### Given data
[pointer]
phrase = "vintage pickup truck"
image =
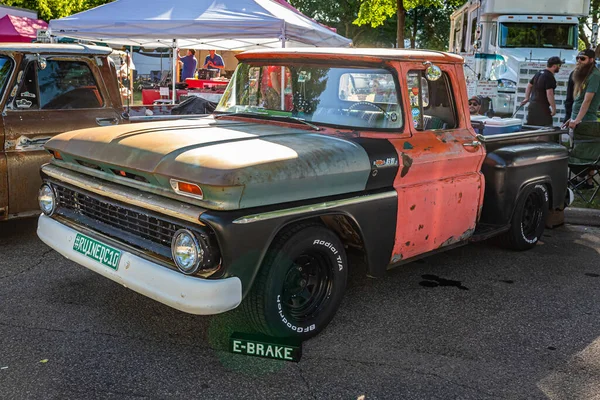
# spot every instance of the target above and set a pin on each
(45, 90)
(311, 152)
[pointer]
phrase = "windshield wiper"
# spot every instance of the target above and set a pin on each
(266, 114)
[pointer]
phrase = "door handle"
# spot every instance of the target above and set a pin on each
(107, 121)
(473, 144)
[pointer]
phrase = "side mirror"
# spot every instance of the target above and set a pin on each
(42, 64)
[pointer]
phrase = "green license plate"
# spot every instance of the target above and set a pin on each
(98, 251)
(263, 346)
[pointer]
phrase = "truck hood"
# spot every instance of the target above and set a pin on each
(514, 56)
(237, 164)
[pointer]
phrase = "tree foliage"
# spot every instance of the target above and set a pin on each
(52, 9)
(377, 12)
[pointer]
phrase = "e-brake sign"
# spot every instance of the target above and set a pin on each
(265, 346)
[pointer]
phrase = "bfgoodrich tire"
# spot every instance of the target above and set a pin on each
(529, 218)
(300, 284)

### What is asked
Extract each line in the material above that contains the string "phrase".

### Response to the exercise
phrase = "vintage pickup truck"
phrase = "windshield wiper"
phrase = "door handle"
phrase = "side mirror"
phrase = "green license plate"
phrase = "truck hood"
phrase = "tree foliage"
phrase = "e-brake sign"
phrase = "bfgoodrich tire"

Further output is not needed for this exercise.